What you will do:
Using the records below, write out the line with "Keep to these rules. Indicate every instance of the green" and each line after it through the final one, exactly, and only those.

Natural-language object grounding data:
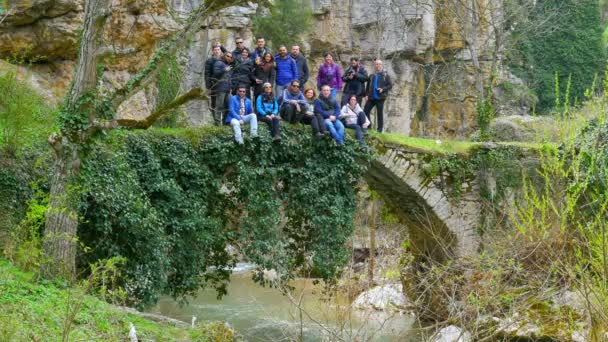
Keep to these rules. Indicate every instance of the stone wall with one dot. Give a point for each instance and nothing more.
(422, 45)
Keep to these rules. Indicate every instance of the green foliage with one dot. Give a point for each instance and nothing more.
(501, 163)
(40, 311)
(573, 49)
(485, 114)
(24, 247)
(24, 118)
(23, 182)
(170, 206)
(168, 85)
(287, 21)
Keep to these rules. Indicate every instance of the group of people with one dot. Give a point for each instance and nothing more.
(277, 81)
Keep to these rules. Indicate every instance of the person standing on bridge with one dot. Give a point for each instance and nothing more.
(354, 118)
(330, 74)
(327, 107)
(378, 87)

Exercise result:
Keep to these rules. Indicate every instance of the green foliage with one dot. Give a point for each instance and nothing more.
(501, 163)
(40, 311)
(573, 49)
(485, 114)
(24, 247)
(24, 118)
(23, 182)
(170, 206)
(168, 85)
(287, 21)
Keep to these rules. Indicate every instance of the group of people with one dot. Give a point for each instance and nothing more.
(277, 81)
Keep to these rules. Indicate every instance of the person standing on bridge with one dot. Give a point for each instance and nothing more.
(354, 118)
(330, 74)
(327, 107)
(378, 87)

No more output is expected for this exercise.